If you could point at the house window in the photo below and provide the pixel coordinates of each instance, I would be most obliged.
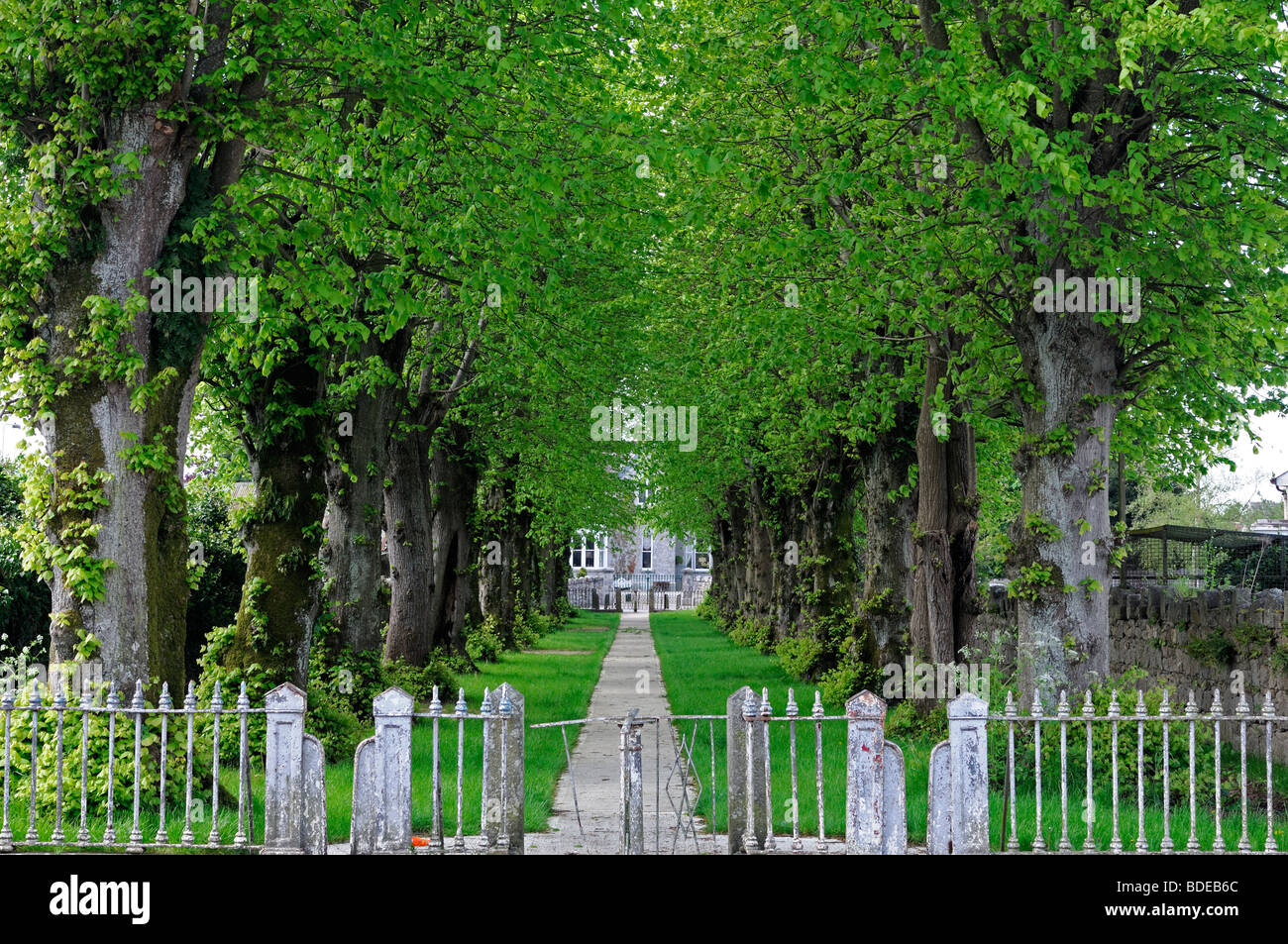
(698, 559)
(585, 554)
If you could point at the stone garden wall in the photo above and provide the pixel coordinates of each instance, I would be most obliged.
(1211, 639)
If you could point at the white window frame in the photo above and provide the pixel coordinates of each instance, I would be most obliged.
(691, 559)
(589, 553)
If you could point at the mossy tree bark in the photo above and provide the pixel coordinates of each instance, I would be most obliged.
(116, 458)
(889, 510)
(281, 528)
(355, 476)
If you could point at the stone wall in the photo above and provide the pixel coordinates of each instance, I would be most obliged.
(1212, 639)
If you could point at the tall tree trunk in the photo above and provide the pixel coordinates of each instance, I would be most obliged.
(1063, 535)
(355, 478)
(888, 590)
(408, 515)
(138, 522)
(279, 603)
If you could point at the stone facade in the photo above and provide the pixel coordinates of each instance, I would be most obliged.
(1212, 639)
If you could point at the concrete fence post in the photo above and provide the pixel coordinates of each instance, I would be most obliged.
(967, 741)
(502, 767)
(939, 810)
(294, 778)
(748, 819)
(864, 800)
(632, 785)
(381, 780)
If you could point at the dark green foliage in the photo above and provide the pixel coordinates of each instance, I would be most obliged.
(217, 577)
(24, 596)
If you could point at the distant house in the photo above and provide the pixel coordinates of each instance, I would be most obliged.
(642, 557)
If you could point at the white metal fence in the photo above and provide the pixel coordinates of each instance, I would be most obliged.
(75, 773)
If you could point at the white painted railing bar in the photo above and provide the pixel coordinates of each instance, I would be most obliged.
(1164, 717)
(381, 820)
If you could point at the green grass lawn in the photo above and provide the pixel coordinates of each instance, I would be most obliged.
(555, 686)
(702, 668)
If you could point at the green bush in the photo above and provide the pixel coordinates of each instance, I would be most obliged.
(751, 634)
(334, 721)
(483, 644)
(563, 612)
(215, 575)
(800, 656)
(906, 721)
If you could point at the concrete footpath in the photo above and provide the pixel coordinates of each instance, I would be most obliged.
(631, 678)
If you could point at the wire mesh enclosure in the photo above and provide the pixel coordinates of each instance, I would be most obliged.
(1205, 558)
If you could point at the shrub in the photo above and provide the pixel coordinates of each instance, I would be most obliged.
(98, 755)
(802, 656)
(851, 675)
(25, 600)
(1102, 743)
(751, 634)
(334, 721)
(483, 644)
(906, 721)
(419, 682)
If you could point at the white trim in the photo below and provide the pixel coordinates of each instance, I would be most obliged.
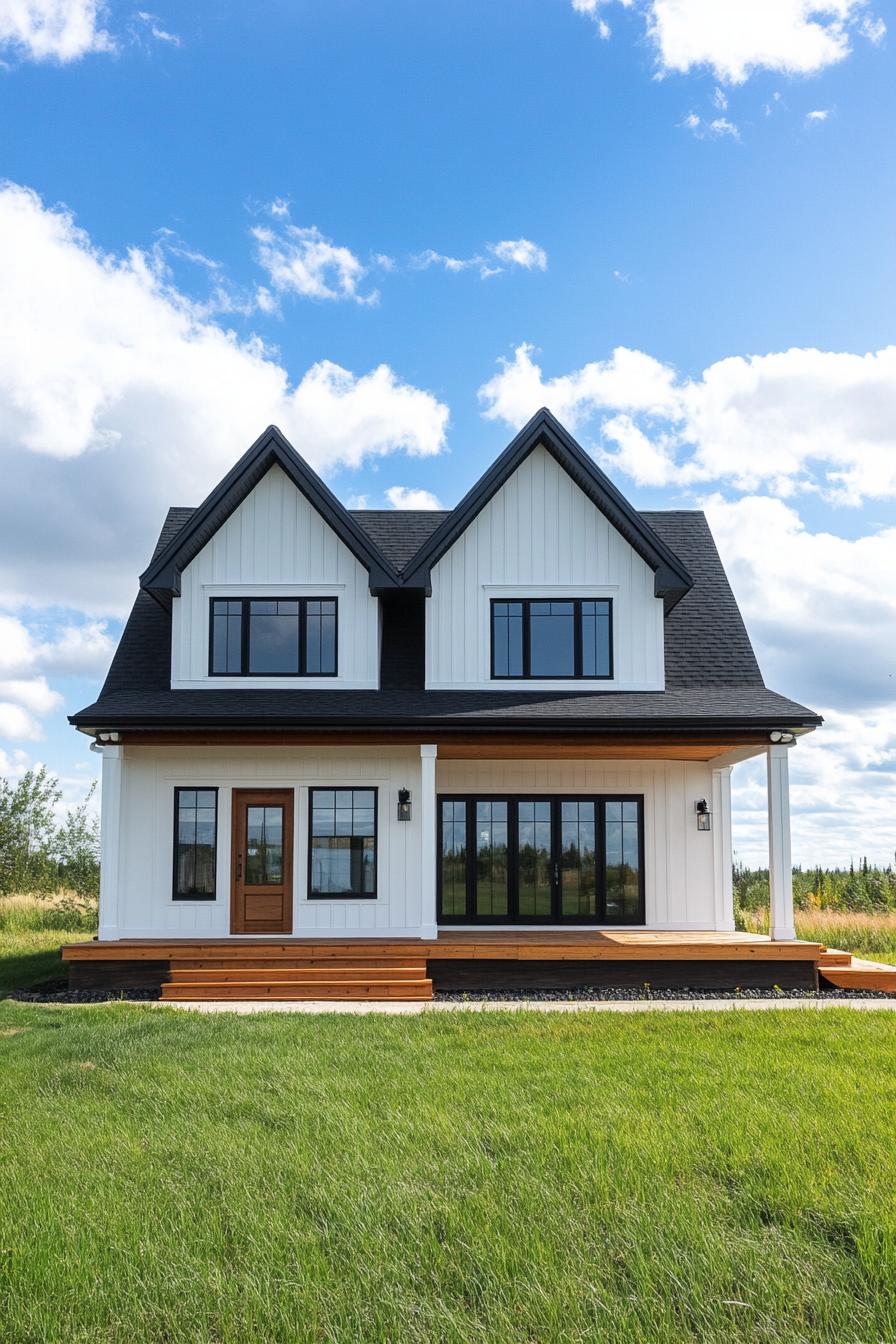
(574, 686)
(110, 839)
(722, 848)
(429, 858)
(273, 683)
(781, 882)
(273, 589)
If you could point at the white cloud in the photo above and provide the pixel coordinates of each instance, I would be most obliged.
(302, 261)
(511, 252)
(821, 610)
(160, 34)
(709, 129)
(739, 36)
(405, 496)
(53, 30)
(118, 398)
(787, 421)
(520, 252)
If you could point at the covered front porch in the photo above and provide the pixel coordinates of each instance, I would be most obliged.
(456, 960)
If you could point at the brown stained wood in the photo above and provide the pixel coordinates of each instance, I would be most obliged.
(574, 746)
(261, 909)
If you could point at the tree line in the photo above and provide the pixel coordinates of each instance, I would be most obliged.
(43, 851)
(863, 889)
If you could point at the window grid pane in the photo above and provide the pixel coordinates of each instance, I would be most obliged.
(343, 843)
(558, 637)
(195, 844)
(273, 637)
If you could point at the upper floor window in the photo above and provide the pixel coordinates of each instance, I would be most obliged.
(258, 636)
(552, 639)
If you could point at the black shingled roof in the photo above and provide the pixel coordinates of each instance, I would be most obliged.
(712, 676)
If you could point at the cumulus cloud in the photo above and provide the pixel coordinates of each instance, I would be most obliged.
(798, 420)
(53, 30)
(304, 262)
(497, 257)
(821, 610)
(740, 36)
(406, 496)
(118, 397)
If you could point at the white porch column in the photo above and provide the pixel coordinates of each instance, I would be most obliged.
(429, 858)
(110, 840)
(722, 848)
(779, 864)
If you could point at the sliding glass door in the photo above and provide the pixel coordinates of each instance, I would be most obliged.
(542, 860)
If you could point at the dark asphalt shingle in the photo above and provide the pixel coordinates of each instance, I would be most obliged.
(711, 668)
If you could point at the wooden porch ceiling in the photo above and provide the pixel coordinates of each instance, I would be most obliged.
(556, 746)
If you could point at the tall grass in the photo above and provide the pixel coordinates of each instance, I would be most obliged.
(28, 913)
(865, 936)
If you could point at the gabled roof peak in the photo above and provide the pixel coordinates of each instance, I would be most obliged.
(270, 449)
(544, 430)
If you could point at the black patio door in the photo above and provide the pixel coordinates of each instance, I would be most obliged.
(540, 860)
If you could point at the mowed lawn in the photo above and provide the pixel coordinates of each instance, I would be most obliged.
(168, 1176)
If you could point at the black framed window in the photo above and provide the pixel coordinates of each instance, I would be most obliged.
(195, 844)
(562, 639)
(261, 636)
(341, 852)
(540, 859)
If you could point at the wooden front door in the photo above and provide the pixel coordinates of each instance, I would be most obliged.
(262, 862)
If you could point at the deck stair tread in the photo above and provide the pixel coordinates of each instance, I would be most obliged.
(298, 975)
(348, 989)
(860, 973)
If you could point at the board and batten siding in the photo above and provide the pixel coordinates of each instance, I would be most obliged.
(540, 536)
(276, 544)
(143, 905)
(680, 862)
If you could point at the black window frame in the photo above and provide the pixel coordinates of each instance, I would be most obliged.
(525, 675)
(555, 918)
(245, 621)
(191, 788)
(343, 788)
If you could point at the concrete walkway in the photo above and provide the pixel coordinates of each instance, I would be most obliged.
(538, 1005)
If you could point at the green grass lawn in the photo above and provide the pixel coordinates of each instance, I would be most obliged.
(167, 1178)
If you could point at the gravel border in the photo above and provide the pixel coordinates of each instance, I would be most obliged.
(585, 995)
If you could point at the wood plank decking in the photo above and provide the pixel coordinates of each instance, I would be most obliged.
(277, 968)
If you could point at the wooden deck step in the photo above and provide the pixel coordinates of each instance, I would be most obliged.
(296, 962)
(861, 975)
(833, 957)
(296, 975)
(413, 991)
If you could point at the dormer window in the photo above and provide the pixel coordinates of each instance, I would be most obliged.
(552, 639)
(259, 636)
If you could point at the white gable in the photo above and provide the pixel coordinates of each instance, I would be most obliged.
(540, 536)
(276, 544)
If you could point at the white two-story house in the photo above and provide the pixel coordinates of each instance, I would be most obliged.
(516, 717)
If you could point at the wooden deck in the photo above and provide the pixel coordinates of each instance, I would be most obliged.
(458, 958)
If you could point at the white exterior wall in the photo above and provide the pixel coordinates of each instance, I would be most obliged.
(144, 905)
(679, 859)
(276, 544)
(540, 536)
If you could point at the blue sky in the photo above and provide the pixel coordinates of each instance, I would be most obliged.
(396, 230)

**Aim of the exercise:** Please write out all the data again word for word, but not the pictures.

**Expected answer:**
If you could point at the house window in the photo below and provide the pixel coordinates of each instance, I would be most obliged.
(698, 559)
(585, 554)
If you could point at the stone garden wall in the photo above and provide the pixel coordinates of each instance, I would be most obliged.
(1211, 639)
If you could point at the white window frame in the photo above and provide the pixel coordinates of each instance, I would be most obliged.
(691, 559)
(589, 553)
If you could point at the mossy tree bark in the photo above and provide the pixel coordinates of each instance, I would be most obliged.
(116, 458)
(889, 510)
(281, 528)
(355, 476)
If you could point at the stone wall in the photo above and provide the pixel coordinates of each instance, I would be most obliged.
(1212, 639)
If you could point at the tall tree trunk in the photo above and provide the pixel coordinates of each instance, I would be most obliged.
(1063, 535)
(355, 478)
(888, 590)
(408, 515)
(138, 522)
(279, 603)
If you could point at the stone facade in the photo above and provide the pixel coordinates of each instance, I would be most obliged.
(1212, 639)
If you could point at the concrete fence post in the photo above and provide the pixel coordinates of each instance, I would be most obliged.
(967, 741)
(502, 767)
(939, 810)
(294, 778)
(748, 819)
(864, 800)
(632, 785)
(381, 780)
If you could point at the dark green foliage in the photo above and provide the pixel coordinates of each instance, I would be most obliged.
(217, 577)
(24, 596)
If you could point at the distant house in the photo above and provide the pixel coordinates of each instance, I would be most obliged.
(642, 557)
If you could point at the white metal fence in the photo above and provide the pixel coordinates of each instance, I would be most obliged.
(75, 773)
If you could point at the white painted railing bar in the photo above and provide the pixel coordinates of each instance, I would be most obliged.
(1164, 717)
(381, 820)
If you could point at the green grass lawn in the photo above and provide the pixel coordinates of each instance, I would be most obliged.
(555, 686)
(702, 668)
If you could point at the green bush in the photo above and provide the pixel coordinates of each instance, I would be most obliged.
(751, 634)
(334, 721)
(483, 644)
(563, 612)
(215, 575)
(800, 656)
(906, 721)
If you could point at the concrete footpath in the photo above and provide the pixel coordinates of each instance, I would be most obliged.
(631, 678)
If you could point at the wire mesh enclosure in the photo above and provide the pixel coordinates of each instance, I would be most obliged.
(1205, 558)
If you could point at the shrub in the photo above and provide the pixel coordinates of each instance, I would be most obliged.
(98, 755)
(802, 656)
(851, 675)
(25, 600)
(1102, 743)
(751, 634)
(334, 721)
(483, 644)
(906, 721)
(419, 682)
If you could point at the white trim in the photo below and provide the pixel coordinates of each instance, I would be most obliged.
(574, 686)
(110, 839)
(722, 848)
(429, 858)
(273, 683)
(781, 882)
(273, 589)
If you could point at the white cloud in the photo above and provide the pixel coordinates of each instance, I would be most obliged.
(302, 261)
(511, 252)
(821, 610)
(160, 34)
(709, 129)
(739, 36)
(405, 496)
(53, 30)
(118, 398)
(787, 421)
(520, 252)
If you could point at the covered front porch in the photo above and provide the pixel coordinates of each instance, I would be most obliged.
(456, 960)
If you could point at the brown stained wood in the photo above and provide the pixel coordinates of each instance, I would be most obliged.
(574, 746)
(261, 909)
If you could point at the tree line in the photo above and provide the pixel coordinates of each instance, I would be most obliged.
(43, 851)
(863, 889)
If you could point at the window grid pane in the photo above and provide the pixel coordinates of each instance, I would be most obliged.
(343, 843)
(558, 637)
(195, 844)
(273, 637)
If you could point at the upper floor window in the photo above and provide the pixel coordinates of each instance, I would be most obliged.
(258, 636)
(552, 639)
If you could point at the black shingled roof in the photo above and provide the pixel coordinates of each instance, I would be most obliged.
(712, 676)
If you could point at the cumulus cloud in the photo above and provide the pixel coordinates of each instance, I would be most obliged.
(798, 420)
(53, 30)
(304, 262)
(497, 257)
(821, 610)
(740, 36)
(406, 496)
(118, 397)
If you could point at the white porch column in the photo above and provide the pixel coordinates of each instance, I would be most obliged.
(429, 858)
(110, 840)
(722, 848)
(779, 864)
If you could point at the sliding glass door in the photo above and provide the pixel coordinates of each instance, I would be most obliged.
(542, 860)
If you could point at the dark asphalt shingle in the photo above and provide the pixel coordinates of each instance, I would be most obliged.
(711, 668)
If you could point at the wooden porch ceiling in the photo above and provide the pixel coordinates of each instance, I would be most obliged.
(556, 746)
If you could point at the tall grass in the photo above and provide the pixel coordinates of each instance, I would be most obliged.
(28, 913)
(865, 936)
If you could point at the gabled roof peak in the photo above and provide the pixel coordinates of each instance, I would be most obliged.
(270, 449)
(544, 430)
If you could point at the black patio door in the photo above and provide the pixel coordinates of each instance, I would be most obliged.
(540, 860)
If you could point at the mowed lawn in the photo above and provide the pixel coordinates of each instance, I would be most obliged.
(168, 1176)
If you could point at the black framed window in the photo above and provide the pixel coordinates of each instance, I would be most obliged.
(195, 844)
(562, 639)
(261, 636)
(341, 852)
(540, 859)
If you could point at the wooden front door in the photo above and provide the pixel coordinates of each instance, I would be most obliged.
(262, 862)
If you could point at the deck stair tread in the photo above and provide the pixel coordinates of each instance, I would be most obliged.
(298, 975)
(348, 989)
(860, 973)
If you could point at the board and batten siding in the photo above and provide the pixel coordinates of each instance, I would be most obliged.
(540, 536)
(276, 544)
(143, 905)
(680, 862)
If you could point at the black window frame in the photo above and provide the pixel coordinates of each instance, I would be most obliged.
(525, 675)
(555, 918)
(245, 621)
(191, 788)
(343, 788)
If you could point at the concrete walkway in the photo above and provide the pixel coordinates of each instance, I would be most obliged.
(538, 1005)
If you could point at the green grass lawn in the photo above and provide the pixel coordinates of each instance, I would be most obliged.
(167, 1178)
If you could point at the gravel border in the photo above and provide the pixel coordinates of each instance, I would be most obliged.
(585, 995)
If you could point at the wood plank decking in the photo above and provide the pixel coordinates of each instance, I would be most obliged.
(277, 968)
If you could point at the wooden deck step in the photo above and provide the pixel coordinates of each instance, I would be most obliged.
(296, 962)
(861, 975)
(833, 957)
(296, 975)
(413, 991)
If you could point at the dormer window in the photo above and provide the pixel coordinates of each instance, I would be most obliged.
(552, 639)
(259, 636)
If you could point at the white gable in the photo above and provide the pixel coordinates of each instance, I would be most obliged.
(540, 536)
(276, 544)
If you could point at the white two-story house in the photo above and provide the pixel coordinates of each instance, I would be most obliged.
(516, 717)
If you could point at the wooden deck in the photo above and provide the pixel coordinates of each instance, I would be most obliged.
(458, 958)
If you could point at the white exterior wall in the photo above and provide the pixel coordinates of each instance, I would be most obliged.
(144, 905)
(679, 859)
(276, 544)
(540, 536)
If you could point at the blue sky in the photo above and provide the pixel coordinates of each instance, I would be most obliged.
(396, 230)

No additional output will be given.